Requirements. In the data below, copy out the lines starting at the one containing "Can you spot the celery" and ending at the one containing "x=70, y=343", both included, with nothing added or changed.

-- start of Supplied material --

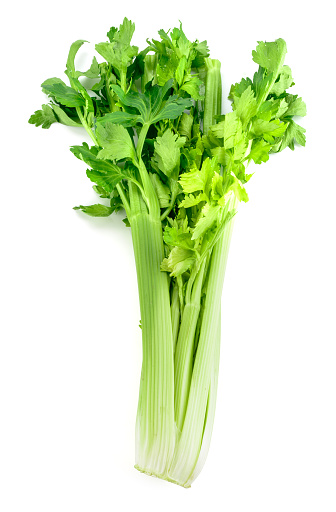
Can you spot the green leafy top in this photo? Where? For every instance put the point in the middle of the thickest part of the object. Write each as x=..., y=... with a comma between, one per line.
x=144, y=113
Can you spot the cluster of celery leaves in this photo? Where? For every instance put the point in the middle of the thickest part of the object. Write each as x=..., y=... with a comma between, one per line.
x=163, y=152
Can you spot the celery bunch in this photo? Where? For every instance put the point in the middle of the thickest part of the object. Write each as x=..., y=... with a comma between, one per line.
x=163, y=152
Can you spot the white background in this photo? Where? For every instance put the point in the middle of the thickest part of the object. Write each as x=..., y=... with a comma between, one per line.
x=70, y=343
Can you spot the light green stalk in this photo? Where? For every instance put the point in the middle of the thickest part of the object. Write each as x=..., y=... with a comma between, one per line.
x=197, y=421
x=213, y=93
x=155, y=427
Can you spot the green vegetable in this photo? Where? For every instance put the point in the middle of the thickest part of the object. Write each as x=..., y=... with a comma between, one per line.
x=163, y=152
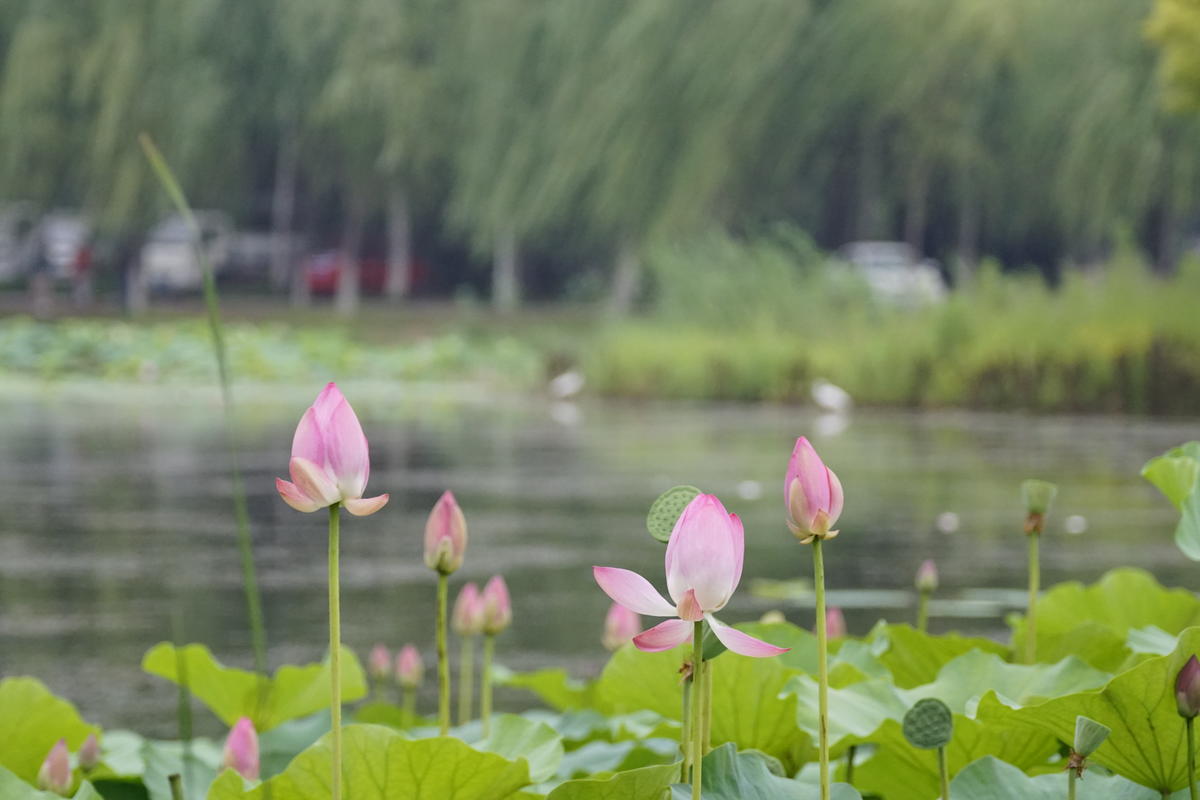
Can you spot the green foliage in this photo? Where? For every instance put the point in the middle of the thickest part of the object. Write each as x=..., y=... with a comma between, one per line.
x=232, y=693
x=34, y=720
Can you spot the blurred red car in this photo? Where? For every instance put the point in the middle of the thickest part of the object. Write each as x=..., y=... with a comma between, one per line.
x=324, y=270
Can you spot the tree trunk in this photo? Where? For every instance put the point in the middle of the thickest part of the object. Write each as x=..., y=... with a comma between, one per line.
x=347, y=301
x=283, y=199
x=400, y=245
x=625, y=280
x=507, y=272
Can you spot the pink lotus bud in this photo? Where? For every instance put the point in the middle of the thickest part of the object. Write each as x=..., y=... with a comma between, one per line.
x=409, y=667
x=497, y=606
x=329, y=459
x=835, y=624
x=468, y=612
x=813, y=494
x=379, y=662
x=927, y=577
x=89, y=753
x=241, y=750
x=621, y=626
x=55, y=773
x=1187, y=689
x=445, y=535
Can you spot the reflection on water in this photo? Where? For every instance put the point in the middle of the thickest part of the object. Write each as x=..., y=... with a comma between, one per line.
x=115, y=511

-- end of Supplied material --

Written response.
Can you spot the celery bunch in this photo? Where? For every instance put the point in the middle of the thickest part of the object. Write each as x=..., y=... with a comma between, one per line.
x=163, y=152
Can you spot the white background in this photo? Where? For every instance put the point in the middle of the thickest part of the object. Write each as x=..., y=... with a comma between, one per line.
x=70, y=343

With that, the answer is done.